_Selected passage_
Today is the sixth hearing of the Gezi Trial in Istanbul. Kavala and sixteen co-defendants have been accused of organizing the Gezi Park protests which began in Istanbul in 2013. As you might know, because anyone who has been involved in or has researched socially engaged art during the last decade is likely to be familiar with the Gezi Park movement, the protests began initially to resist the government’s plans to demolish Gezi Park in Taksim as part of the privatization programme of the AKP government, and then turned into nationwide anti-government demonstrations against the deadly police violence targeting the protestors and the violations of the rights to freedom of speech and peaceful assembly. Although freedom of assembly is guaranteed as a right in Turkish law, it is severely curtailed by the government and gatherings are invariably dispersed by the armed forces with disproportionate interventions and excessive use of force as happened during the Gezi Park protests across Turkey.

_Dataset excerpts_

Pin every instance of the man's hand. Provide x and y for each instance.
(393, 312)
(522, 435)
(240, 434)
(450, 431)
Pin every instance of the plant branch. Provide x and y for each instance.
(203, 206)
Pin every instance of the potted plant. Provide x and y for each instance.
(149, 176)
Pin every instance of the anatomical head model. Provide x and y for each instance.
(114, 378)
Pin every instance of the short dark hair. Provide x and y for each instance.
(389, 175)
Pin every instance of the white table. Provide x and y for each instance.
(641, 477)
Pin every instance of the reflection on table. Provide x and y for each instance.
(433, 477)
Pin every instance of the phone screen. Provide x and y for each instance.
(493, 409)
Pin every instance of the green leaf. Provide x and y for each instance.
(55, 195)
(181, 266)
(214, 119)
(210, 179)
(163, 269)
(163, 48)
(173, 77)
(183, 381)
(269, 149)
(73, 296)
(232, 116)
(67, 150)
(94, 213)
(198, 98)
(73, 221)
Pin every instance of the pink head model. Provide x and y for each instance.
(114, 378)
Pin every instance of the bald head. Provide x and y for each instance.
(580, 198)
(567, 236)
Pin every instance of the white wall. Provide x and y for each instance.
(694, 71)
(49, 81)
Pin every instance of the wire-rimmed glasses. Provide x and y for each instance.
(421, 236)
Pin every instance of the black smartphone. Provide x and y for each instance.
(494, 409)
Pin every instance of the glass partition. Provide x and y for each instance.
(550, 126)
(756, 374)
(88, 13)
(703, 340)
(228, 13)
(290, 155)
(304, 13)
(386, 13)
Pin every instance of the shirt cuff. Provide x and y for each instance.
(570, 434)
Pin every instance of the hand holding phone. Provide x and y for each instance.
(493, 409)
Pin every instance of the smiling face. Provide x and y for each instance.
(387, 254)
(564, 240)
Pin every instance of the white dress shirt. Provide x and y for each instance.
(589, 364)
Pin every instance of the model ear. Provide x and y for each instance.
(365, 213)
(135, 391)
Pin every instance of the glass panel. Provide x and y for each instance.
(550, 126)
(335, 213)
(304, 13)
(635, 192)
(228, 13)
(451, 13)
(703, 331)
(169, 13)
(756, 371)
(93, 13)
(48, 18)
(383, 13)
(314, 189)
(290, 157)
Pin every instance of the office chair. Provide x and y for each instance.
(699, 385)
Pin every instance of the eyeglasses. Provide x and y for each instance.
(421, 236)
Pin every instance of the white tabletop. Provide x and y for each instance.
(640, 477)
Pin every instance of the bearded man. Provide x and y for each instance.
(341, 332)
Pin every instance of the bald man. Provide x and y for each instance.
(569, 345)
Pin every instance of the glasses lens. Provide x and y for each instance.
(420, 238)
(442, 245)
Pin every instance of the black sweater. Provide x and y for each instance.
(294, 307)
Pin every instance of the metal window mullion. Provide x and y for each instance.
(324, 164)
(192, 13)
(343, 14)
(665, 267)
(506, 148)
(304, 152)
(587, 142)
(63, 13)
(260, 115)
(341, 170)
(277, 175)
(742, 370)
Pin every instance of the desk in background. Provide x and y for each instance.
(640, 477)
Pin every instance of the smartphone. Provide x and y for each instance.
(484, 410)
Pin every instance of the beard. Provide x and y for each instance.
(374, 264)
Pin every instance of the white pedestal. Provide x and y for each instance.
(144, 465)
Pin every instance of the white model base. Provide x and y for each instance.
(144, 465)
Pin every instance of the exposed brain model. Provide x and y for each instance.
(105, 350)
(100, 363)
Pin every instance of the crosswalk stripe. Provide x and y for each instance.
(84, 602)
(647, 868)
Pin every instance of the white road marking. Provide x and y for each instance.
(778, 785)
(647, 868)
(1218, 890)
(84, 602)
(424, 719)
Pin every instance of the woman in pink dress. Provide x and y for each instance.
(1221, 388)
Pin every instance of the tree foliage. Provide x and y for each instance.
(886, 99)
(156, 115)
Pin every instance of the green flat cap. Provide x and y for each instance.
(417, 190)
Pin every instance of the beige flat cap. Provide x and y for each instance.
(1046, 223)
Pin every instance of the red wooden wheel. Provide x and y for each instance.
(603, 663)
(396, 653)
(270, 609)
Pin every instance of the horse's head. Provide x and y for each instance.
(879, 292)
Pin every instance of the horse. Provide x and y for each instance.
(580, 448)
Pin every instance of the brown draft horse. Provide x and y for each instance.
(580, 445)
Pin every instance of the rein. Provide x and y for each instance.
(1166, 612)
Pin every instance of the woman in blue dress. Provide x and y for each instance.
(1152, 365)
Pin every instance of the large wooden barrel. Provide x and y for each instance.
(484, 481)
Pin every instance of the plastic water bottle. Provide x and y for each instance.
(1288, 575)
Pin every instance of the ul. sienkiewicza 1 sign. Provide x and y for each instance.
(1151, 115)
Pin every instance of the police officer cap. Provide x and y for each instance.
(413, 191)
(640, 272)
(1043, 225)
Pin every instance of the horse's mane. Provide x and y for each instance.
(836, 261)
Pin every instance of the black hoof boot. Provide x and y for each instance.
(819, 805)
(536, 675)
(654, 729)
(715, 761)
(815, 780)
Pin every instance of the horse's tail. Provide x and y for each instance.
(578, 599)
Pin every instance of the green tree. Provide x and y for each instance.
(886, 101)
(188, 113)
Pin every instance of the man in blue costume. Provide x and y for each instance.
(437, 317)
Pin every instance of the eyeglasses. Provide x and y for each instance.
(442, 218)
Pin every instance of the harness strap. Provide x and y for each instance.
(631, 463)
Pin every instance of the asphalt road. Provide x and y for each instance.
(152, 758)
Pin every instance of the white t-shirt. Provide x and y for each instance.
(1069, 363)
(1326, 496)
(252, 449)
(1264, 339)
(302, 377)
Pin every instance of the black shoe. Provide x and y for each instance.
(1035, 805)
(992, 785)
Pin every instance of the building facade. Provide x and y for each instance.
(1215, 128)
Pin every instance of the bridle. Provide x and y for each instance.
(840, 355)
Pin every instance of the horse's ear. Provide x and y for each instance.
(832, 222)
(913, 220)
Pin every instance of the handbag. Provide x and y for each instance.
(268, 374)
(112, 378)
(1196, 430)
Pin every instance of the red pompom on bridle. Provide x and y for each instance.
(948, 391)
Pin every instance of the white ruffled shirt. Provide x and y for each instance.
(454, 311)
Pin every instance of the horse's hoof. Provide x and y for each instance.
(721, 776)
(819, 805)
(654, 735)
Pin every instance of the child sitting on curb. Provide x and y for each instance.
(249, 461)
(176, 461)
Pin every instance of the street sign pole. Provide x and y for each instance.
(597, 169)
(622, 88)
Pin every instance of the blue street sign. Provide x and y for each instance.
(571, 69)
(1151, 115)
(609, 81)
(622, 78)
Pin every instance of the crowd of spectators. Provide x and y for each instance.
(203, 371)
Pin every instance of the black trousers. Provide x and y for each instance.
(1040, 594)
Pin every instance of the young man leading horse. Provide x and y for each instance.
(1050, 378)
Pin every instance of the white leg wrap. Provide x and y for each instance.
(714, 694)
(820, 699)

_Exercise task A_
According to the passage on the Gezi Trial, in what year did the Gezi Park protests begin?
_Exercise task B_
Locate every line in the listing that contains the string "blue", with case counting.
The passage on the Gezi Trial and the listing are unrelated.

_Final answer A_
2013

_Final answer B_
Pin every instance of the woman in blue dress. Provide x and y for each instance.
Pin every instance of the man in blue costume. Provide x and y for each instance.
Pin every instance of the blue street sign. Provide x and y for each instance.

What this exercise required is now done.